▶ **What to do**
Can you echo, line for line and unchanged, the part of the records that opens with the line containing "trace the outline of every instance of the distant" and closes with the last line of the records, including both of those lines?

▶ **Working data**
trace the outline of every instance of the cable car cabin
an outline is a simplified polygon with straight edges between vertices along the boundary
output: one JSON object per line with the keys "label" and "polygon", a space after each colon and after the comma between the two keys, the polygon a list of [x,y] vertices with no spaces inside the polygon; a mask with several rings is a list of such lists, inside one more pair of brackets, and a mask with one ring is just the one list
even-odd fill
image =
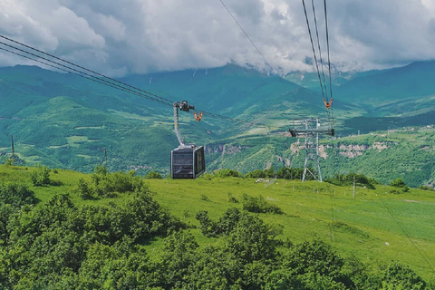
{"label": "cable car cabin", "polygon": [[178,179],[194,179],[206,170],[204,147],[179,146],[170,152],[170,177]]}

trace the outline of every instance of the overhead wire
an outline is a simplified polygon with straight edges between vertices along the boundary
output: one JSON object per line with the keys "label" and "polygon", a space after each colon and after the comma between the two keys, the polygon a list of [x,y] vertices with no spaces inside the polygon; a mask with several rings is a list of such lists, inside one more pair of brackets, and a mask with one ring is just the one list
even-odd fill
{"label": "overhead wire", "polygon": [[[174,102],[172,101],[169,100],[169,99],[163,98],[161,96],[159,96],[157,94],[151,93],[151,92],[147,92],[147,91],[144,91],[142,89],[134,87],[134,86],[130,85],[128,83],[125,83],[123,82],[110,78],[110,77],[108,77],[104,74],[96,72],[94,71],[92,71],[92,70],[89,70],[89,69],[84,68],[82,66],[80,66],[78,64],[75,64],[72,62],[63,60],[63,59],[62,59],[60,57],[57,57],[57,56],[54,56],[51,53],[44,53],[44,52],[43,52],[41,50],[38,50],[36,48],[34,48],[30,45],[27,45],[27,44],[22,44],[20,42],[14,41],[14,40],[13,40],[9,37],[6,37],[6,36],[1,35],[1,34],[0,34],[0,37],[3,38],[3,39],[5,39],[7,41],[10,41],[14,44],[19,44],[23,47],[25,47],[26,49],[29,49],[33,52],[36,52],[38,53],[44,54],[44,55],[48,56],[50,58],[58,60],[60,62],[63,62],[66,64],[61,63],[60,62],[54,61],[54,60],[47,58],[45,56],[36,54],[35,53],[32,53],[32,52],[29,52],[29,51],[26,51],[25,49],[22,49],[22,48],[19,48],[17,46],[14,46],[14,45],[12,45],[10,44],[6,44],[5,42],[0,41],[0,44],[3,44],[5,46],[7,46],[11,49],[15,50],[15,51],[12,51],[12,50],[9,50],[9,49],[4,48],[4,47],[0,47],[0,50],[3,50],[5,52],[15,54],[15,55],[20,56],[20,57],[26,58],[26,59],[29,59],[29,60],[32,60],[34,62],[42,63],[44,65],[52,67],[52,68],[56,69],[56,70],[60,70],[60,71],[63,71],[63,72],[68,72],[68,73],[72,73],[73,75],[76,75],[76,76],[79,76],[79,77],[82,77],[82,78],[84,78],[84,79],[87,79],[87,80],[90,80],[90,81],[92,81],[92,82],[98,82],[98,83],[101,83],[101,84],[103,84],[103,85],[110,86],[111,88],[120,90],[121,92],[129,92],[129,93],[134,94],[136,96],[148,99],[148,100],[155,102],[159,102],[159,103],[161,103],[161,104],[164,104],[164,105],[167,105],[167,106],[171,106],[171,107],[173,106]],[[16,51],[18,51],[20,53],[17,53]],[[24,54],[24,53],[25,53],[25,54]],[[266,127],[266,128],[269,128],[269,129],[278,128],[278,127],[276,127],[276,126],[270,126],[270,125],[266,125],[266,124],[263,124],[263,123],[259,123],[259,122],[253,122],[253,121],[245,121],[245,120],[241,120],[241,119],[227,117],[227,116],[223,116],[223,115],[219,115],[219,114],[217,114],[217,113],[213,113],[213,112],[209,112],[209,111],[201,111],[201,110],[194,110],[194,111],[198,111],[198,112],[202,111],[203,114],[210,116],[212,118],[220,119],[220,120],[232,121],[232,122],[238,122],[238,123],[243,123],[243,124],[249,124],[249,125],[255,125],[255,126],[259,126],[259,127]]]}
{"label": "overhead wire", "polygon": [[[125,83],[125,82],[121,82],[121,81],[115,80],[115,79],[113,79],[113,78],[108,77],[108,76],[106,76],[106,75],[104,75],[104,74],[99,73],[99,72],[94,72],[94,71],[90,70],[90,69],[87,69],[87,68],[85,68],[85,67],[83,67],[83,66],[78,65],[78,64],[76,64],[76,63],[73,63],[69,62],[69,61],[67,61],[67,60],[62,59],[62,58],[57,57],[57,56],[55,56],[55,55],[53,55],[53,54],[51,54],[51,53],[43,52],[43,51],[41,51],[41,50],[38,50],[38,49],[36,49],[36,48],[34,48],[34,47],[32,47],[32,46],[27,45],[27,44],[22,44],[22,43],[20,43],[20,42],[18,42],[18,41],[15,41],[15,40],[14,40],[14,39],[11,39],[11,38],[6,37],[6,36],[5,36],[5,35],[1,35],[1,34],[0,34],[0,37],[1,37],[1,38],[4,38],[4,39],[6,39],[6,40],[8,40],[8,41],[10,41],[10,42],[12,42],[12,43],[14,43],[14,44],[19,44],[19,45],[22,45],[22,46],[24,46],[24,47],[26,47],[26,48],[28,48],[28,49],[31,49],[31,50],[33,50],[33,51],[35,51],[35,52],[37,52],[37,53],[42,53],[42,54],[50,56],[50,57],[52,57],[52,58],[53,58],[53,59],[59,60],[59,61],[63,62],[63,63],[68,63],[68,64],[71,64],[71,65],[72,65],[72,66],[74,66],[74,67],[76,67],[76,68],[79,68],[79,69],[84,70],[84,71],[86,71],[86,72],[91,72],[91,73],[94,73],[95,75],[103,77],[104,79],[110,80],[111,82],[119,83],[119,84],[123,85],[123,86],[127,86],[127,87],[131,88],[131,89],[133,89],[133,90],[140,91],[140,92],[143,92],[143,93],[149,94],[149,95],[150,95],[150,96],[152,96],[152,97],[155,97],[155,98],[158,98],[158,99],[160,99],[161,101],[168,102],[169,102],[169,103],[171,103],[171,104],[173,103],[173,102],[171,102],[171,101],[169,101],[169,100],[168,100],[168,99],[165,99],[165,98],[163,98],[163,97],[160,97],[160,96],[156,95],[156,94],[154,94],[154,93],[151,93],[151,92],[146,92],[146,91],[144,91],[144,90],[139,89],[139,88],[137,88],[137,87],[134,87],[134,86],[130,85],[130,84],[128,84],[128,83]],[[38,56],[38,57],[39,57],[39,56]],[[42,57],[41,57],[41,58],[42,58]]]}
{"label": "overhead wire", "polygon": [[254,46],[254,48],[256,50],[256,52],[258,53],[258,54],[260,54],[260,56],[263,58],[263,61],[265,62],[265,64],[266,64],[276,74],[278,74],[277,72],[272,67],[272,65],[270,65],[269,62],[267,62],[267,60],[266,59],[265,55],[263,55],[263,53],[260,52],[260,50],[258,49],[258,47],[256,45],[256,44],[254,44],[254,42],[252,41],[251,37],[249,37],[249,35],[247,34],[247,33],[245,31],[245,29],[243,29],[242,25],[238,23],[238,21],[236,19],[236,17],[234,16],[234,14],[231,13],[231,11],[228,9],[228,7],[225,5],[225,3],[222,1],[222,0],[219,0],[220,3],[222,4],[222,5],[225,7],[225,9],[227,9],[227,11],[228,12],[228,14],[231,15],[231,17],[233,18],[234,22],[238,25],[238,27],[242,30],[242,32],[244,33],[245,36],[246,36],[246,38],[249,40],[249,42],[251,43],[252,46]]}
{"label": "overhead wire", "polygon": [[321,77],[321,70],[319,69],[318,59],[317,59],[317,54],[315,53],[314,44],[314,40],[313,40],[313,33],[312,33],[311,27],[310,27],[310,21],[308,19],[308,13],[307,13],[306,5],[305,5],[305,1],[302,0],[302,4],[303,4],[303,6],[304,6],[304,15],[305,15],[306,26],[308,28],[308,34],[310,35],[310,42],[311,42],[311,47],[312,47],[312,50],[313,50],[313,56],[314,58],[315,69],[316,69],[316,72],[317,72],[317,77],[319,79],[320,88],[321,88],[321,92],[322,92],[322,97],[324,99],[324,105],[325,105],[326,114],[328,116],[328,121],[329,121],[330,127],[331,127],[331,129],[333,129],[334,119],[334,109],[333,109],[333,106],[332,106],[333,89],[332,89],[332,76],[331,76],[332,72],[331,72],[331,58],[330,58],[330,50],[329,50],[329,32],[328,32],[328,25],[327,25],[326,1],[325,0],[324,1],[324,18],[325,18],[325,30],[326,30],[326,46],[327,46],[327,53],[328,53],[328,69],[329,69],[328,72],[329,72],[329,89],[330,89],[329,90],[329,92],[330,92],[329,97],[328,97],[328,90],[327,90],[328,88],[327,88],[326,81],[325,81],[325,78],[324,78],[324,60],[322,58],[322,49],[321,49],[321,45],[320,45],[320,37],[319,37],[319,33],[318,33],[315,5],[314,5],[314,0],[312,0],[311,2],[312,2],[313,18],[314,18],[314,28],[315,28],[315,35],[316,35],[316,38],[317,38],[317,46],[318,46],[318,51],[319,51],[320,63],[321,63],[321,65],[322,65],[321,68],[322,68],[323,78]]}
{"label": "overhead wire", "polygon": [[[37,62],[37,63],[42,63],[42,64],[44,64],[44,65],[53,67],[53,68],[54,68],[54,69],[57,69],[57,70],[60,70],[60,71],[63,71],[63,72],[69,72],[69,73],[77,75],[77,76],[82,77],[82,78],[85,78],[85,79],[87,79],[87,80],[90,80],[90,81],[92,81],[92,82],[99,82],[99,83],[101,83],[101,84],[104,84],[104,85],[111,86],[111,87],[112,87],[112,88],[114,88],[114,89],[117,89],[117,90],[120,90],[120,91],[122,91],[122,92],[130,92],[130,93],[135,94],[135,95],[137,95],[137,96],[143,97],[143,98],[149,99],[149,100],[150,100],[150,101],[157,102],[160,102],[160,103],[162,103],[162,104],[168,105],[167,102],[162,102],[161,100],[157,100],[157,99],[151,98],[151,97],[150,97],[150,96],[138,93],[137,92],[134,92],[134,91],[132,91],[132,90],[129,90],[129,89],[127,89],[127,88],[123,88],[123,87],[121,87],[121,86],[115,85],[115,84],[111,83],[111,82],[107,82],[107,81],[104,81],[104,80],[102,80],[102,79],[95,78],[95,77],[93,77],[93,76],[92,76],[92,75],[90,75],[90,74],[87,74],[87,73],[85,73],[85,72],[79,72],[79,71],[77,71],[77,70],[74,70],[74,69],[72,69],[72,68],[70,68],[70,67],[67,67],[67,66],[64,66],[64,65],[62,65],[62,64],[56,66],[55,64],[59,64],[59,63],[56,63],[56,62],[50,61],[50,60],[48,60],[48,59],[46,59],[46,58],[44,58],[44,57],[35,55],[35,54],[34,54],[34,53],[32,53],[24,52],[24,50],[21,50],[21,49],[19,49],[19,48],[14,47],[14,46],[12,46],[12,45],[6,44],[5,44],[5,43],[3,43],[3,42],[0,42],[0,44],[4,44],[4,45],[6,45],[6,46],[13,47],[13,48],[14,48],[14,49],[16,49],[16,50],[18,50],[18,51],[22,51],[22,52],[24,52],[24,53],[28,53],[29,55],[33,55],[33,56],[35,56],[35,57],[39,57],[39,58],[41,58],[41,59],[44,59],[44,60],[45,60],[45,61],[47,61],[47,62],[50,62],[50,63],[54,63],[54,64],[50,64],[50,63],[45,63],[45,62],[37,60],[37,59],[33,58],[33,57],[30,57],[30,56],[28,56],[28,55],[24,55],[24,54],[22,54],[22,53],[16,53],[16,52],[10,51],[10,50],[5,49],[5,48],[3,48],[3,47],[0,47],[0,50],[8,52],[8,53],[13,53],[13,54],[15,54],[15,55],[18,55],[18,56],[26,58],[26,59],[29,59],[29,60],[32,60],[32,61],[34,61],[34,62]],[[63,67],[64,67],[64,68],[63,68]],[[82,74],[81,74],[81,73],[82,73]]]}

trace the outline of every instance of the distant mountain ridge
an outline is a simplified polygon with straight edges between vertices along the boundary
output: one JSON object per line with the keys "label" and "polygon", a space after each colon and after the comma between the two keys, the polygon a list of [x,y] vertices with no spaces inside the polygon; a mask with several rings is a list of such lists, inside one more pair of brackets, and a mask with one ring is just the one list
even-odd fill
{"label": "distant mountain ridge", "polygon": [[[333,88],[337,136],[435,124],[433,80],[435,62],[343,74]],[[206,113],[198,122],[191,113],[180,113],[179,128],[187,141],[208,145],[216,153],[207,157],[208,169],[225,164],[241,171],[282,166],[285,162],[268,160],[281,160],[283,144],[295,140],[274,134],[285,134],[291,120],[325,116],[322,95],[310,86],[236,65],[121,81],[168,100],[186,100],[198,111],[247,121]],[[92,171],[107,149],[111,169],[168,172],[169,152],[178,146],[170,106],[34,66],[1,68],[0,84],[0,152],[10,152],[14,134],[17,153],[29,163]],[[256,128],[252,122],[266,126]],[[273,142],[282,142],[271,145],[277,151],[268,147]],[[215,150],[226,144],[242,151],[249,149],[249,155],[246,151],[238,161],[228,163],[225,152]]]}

▶ **Result**
trace the outline of every instance of the distant mountain ridge
an outline is a simplified polygon with straight edges between vertices along the boundary
output: one JSON object per line with the keys "label" and "polygon", a space after each colon and after the comma between the two keys, the polygon a list of [x,y] vertices with no spaces inside the polygon; a mask with several rings is a list of such lists, inside one more pair of brackets, and a mask with one ring is just the one list
even-odd fill
{"label": "distant mountain ridge", "polygon": [[[333,88],[337,136],[435,124],[433,80],[435,62],[343,74]],[[206,113],[198,122],[191,113],[180,113],[179,128],[187,141],[208,145],[216,153],[207,157],[208,169],[225,164],[241,171],[282,166],[285,162],[268,160],[281,160],[283,144],[295,140],[274,134],[285,134],[291,120],[325,116],[322,95],[310,86],[236,65],[121,81],[168,100],[186,100],[198,111],[247,121]],[[92,171],[107,149],[111,169],[168,172],[169,152],[178,146],[170,106],[34,66],[1,68],[0,84],[0,152],[10,152],[14,134],[17,153],[29,163]],[[256,128],[252,122],[266,126]],[[273,142],[282,142],[271,145],[277,151],[268,147]],[[215,150],[226,144],[242,151],[249,149],[249,155],[246,151],[238,161],[228,163],[225,152]]]}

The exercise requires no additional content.